Mots par Pierre-Alexandre Cardinal
Images par Yamajo Run Crew et Cid Merisier
Généreusement fourni par: Like the Wind magazine

Il fait 8 degrés. Au centre-ville, l’air est rempli de la douce rosée matinale. Des rayons de soleil, encore timides, commencent à percer l’horizon du petit matin, et aucun nuage pour les en empêcher. C’est un de ces matins frais, rafraichissants. Parfait pour courir. Par pour moi. Aujourd’hui, ce sera pour les autres, mes coureurs, consœurs et confrères du crew. Mais ce sera aussi pour tous les autres, tous ces étrangers qui, bien que nous étant inconnus, seront là, ce matin, et mettront un pied devant l’autre en cadence rapide.

Je lace mes chaussures, jogge sur quelques centaines de mètres pour aller au Tim Hortons du coin rejoindre les coureurs de Yamajo qui arpenteront le demi ou le marathon ce matin. La tension est palpable, l’excitation est bien là, on placote… il y a même une petite onde de stress dans l’air. Il n’est que question pour eux de (re)trouver cet état d’esprit quasi-méditatif, une certaine béatitude, voir une visualisation de la course à venir. Ils vont tous courir ce matin. Certains sur le marathon, d’autres sur le demi. Ils vont tous y laisser quelque chose, et y gagner encore plus. Mais ça, ils ne le savent pas encore.

À l’extérieur, la ligne de départ/arrivée n’est qu’à quelques centaines de mètres. Quelques exercices d’échauffement en préparation, alors que d’autres coureurs vont et viennent sur la rue devant nous. Je prends d’ailleurs certains de ces coureurs en flagrant délit de fausse-modestie d’avant course. On trouve parfois réconfort, sécurité, la paix dont on a besoin, dans ce genre d’exercice. Il faut dire qu’à tout le moins, ça gonfle l’égo! D’autres vont trouver leur répit dans le silence, baignés par les rayons dorés d’un soleil radieux et d’un air matinal frais et invitant. En leur cœur un sentiment de gratitude pour ce court instant.

Nous avons tous notre routine avant ou pendant une course. Nous avons tous ces mantras qui nous permettent de continuer. Parfois, ils ne s’expriment pas vocalement, mais par actions. D’aller à la rencontre de mes coureurs ce matin-là, de passer un court instant « ensemble » avec eux avant le départ, c’était une telle action. Pour moi, cette course ce matin-là, c’était pour le « crew love ». Et ces deux mots inestimables constituaient mon mantra du moment. C’est une ode à cette attention que nous avons l’un pour l’autre en tant que membres d’un crew. C’est un vers à cette passion pour le sport, et cette détermination d’aller de l’avant, ensemble, toujours. C’est pour ça que je suis sorti tôt ce matin là. C’est pour ça que j’ai passé toute la journée à faire des aller-retours sur le trajet de la course dans le seul et unique objectif de supporter, d’être là pour ceux qui courraient.

══════════════════════════════

SÉRIE DE CONSIGNES:
1. Recopie tout le passage du récit de course, depuis « À l’extérieur, la » jusqu'à « ce court instant. », en rebaptisant « ligne de départ/arrivée » en « zone de départ/arrivée ».
2. Poursuis le récit de course après sa dernière phrase.

══════════════════════════════

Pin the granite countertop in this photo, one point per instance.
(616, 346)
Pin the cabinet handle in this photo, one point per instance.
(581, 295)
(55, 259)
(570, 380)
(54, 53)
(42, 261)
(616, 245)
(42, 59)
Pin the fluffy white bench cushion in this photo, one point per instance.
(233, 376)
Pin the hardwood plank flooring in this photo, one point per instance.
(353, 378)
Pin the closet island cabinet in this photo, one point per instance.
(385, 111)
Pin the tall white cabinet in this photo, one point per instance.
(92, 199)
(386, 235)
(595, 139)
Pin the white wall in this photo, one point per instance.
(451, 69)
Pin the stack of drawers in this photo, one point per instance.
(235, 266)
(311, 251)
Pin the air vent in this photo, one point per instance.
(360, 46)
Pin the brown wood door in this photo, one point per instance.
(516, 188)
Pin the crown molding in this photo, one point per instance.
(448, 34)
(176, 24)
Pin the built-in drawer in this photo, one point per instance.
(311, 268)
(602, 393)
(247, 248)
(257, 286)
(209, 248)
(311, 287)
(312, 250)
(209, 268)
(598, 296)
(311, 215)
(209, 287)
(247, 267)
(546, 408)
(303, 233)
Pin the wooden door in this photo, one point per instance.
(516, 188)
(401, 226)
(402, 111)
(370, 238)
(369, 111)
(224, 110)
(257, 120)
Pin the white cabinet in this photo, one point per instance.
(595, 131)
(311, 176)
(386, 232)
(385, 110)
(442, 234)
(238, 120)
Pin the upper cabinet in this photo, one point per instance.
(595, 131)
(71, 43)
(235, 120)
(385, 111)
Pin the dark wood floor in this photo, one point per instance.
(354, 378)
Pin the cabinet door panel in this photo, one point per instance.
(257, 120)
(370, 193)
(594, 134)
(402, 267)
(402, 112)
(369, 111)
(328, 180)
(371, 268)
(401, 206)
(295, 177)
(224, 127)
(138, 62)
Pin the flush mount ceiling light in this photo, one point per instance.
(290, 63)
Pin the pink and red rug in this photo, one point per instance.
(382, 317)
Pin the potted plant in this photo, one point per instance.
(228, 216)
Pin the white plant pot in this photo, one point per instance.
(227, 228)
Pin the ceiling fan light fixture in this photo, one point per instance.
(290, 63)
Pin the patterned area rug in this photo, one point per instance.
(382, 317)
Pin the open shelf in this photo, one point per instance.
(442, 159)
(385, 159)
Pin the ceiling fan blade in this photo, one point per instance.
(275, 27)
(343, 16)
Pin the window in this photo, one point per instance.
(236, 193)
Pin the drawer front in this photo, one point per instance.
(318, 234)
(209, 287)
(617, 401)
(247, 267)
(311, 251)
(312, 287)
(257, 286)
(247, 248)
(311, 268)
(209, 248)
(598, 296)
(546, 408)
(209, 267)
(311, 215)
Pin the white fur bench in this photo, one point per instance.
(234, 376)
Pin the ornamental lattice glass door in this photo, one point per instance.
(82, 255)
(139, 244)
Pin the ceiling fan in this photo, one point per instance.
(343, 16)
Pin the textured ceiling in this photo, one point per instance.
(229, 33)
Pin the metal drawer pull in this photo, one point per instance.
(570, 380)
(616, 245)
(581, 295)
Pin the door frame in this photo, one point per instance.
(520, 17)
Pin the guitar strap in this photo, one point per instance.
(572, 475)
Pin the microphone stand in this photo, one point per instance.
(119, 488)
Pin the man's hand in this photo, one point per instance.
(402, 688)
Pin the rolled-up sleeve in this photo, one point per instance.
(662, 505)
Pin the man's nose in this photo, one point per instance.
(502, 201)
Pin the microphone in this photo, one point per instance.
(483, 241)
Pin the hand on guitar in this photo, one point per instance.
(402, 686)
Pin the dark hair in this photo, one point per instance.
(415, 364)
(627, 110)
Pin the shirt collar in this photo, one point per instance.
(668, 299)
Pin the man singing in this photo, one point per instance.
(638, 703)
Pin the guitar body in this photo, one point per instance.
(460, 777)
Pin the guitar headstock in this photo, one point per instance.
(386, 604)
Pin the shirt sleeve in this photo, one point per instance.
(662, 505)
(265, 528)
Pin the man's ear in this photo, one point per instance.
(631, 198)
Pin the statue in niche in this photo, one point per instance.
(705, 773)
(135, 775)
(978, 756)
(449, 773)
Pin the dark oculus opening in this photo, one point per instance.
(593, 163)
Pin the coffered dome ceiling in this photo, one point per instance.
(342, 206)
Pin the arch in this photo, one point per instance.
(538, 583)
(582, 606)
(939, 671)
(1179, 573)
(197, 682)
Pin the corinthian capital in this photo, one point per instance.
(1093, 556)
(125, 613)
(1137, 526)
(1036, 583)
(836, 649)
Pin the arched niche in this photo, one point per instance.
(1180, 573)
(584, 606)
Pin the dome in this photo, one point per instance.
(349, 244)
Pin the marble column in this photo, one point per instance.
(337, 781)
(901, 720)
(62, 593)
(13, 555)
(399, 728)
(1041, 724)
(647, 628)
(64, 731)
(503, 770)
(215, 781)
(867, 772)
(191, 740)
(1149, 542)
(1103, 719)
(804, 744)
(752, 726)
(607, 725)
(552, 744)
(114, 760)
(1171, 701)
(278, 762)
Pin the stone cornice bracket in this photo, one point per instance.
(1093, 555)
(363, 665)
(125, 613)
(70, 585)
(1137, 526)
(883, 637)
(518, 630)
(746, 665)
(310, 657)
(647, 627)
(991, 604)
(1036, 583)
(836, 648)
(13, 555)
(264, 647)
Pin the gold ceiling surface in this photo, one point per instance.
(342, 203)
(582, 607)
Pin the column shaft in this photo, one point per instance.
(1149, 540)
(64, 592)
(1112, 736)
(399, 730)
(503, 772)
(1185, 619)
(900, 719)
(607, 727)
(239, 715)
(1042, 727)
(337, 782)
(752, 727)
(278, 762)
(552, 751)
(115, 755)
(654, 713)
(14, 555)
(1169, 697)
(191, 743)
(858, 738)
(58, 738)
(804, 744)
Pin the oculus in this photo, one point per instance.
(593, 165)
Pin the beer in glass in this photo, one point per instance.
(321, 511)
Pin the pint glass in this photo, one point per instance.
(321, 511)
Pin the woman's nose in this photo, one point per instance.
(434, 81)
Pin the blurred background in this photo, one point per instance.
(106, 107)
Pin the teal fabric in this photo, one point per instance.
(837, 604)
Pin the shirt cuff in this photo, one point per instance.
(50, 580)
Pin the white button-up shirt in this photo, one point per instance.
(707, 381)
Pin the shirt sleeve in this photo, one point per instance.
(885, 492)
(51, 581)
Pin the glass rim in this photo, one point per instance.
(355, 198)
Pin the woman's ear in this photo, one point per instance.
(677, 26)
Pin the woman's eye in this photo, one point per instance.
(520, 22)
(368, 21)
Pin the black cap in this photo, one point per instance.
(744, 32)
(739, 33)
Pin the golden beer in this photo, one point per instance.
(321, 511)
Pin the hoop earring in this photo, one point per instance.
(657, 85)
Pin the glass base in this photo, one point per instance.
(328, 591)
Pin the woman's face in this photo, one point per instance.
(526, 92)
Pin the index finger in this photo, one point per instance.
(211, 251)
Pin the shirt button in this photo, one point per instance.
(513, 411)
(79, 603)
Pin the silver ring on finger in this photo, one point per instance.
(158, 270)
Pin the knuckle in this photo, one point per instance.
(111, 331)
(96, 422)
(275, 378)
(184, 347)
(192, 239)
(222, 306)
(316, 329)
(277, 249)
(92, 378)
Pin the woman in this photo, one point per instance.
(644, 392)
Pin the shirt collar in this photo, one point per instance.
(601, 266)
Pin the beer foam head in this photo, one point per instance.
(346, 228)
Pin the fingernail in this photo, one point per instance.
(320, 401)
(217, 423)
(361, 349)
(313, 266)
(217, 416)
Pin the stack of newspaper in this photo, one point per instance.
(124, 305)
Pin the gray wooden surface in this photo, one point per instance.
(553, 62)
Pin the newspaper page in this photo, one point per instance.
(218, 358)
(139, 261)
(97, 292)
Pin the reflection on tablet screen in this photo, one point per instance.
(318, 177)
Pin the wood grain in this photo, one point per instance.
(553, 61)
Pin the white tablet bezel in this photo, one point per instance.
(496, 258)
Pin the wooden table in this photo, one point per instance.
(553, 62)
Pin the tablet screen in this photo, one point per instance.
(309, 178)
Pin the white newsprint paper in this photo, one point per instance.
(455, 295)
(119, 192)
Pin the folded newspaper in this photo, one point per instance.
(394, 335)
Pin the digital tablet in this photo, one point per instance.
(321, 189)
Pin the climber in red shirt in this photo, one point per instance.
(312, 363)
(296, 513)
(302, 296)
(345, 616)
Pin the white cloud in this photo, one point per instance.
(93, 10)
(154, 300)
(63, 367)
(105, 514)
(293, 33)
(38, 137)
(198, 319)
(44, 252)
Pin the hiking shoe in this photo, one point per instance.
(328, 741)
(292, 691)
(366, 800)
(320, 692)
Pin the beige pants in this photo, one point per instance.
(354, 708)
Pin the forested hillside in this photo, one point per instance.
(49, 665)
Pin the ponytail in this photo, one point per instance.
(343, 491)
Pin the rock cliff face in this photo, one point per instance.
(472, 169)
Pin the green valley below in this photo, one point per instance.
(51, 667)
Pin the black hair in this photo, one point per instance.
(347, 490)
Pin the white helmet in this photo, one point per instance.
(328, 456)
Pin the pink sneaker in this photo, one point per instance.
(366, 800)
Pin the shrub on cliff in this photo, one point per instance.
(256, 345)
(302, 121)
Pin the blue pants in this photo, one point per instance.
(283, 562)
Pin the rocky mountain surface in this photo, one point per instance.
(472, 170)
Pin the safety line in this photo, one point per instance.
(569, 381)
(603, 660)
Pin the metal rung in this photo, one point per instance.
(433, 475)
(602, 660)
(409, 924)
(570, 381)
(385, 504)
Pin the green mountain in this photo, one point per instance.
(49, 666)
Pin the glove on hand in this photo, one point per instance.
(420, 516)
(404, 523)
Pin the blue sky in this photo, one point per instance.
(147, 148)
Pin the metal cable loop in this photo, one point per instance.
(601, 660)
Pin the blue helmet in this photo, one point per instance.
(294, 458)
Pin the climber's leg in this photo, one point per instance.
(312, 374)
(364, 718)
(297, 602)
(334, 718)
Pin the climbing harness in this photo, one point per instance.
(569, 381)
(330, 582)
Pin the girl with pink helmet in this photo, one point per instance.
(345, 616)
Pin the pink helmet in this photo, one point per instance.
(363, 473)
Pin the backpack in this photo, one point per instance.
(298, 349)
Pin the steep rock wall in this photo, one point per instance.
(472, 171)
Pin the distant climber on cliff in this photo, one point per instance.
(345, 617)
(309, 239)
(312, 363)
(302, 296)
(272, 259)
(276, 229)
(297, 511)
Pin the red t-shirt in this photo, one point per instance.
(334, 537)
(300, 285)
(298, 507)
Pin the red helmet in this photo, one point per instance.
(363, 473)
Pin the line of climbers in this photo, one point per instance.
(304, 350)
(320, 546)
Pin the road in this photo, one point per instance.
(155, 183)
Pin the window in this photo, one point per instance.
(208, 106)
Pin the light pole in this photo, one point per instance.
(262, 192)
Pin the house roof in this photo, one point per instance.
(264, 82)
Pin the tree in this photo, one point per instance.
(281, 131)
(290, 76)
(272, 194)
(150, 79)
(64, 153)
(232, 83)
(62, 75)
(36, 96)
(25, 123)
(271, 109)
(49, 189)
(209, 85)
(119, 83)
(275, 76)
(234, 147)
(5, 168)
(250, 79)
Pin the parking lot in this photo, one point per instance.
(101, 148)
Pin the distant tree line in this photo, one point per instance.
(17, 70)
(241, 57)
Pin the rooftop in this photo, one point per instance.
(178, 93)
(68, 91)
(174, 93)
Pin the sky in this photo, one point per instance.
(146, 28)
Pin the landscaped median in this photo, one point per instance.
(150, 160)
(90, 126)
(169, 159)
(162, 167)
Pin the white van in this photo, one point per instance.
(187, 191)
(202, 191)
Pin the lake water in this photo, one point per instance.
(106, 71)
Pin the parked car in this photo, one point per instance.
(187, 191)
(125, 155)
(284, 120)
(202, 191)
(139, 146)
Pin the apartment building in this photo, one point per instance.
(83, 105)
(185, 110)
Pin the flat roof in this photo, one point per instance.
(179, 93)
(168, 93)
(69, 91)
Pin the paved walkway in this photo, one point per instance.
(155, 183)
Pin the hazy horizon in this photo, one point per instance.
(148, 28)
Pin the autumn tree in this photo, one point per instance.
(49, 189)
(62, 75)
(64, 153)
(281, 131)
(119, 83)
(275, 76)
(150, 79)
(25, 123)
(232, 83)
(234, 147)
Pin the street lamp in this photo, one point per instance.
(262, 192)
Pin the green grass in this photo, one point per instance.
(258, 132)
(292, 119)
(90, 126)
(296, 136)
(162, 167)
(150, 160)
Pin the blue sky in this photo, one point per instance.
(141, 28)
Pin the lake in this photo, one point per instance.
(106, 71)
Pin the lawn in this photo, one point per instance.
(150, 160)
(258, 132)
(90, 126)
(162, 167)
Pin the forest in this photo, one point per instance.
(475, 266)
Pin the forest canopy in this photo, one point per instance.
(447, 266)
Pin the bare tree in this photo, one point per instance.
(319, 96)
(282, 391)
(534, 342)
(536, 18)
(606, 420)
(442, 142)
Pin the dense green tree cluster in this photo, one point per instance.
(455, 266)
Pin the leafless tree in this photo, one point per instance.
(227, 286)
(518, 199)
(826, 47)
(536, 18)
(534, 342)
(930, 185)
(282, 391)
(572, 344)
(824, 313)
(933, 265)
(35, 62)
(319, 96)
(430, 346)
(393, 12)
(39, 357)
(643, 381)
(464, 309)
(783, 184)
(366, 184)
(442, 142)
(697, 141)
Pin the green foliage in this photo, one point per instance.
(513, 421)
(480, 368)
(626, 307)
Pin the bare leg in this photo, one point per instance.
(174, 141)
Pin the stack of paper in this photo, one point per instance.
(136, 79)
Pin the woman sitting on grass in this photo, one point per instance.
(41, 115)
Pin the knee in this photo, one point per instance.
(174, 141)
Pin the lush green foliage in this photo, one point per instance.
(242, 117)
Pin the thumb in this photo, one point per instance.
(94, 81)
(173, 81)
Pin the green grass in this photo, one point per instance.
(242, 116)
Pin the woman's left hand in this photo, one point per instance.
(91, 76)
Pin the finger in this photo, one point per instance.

══════════════════════════════

LISTE DES RÉPONSES:
1.
À l’extérieur, la zone de départ/arrivée n’est qu’à quelques centaines de mètres. Quelques exercices d’échauffement en préparation, alors que d’autres coureurs vont et viennent sur la rue devant nous. Je prends d’ailleurs certains de ces coureurs en flagrant délit de fausse-modestie d’avant course. On trouve parfois réconfort, sécurité, la paix dont on a besoin, dans ce genre d’exercice. Il faut dire qu’à tout le moins, ça gonfle l’égo! D’autres vont trouver leur répit dans le silence, baignés par les rayons dorés d’un soleil radieux et d’un air matinal frais et invitant. En leur cœur un sentiment de gratitude pour ce court instant.

2.
Seul/ensemble

Pour certains, la course est un sport solitaire. Mais peu importe la culture de course à pied de laquelle nous nous revendiquons, nous ne pouvons que reconnaître qu’à chaque sortie nous rencontrons d’autres passionnés. Le jour de la course, c’est avec des centaines, ou encore des milliers d’autres coureurs que nous partageons le bitume ou les sentiers. Par ces froides et pluvieuses matinées automnales, lors d’une sortie en tempo, nous saluons toujours quelques autres mordus. Ou c’est encore lorsque nous tendons la main à un autre coureur solitaire sur un sentier abrupte. Qu’on le veuille ou non, la course nous rassemble.

Avec le crew, nous savons très bien que la course n’est pas si solitaire. C’est quelque chose que nous faisons toujours ensemble. Quand des gens se joignent à nous, la connexion est presque ésotérique; nous connectons ensemble, avec les autres, simplement en mettant un pied devant l’autre, en cadence. Et nous connaissons bien l’effet de cette cadence, qu’elle soit pour 30 minutes, 3 heures, ou pour certains, même 30 heures. Et c’est cette compréhension, cette identification que nous avons dans le mouvement qui nous permet de croire que la course n’est pas un sport solitaire. C’est, au contraire, profondément empathique.

Notre mantra, au final, c’est que nous comprenons. Et nous voulons laisser savoir aux gens, aux autres coureurs, que nous comprenons ce qu’ils font lorsqu’ils courent un 5k, 10k, un demi ou un marathon, mais aussi et surtout, que nous les supportons sincèrement. Pourquoi? Parce que nous comprenons, tous à notre façon, le sentiment, d’être seul, d’avoir mal, d’avoir atteint le fond du baril. Et plusieurs de ces solitudes, lorsque reliées, deviennent rapidement un groupe. Et comme les solitudes sont si présentent au jour de la course, notre crew y est et il n’y a qu’une règle; on court ou on cheer. La règle n’est pas imposée, mais vient du plus sincère de notre être, de cette gratitude que nous ressentons l’un pour l’autre et de cette connexion que nous avons lors des sorties d’entrainement ou de récupération, sur la piste ou les pentes, sur les sentiers.

Tout ça, c’est notre énergie, notre collectivité le jour de la course, ce dimanche 23 septembre au centre-ville de Montréal.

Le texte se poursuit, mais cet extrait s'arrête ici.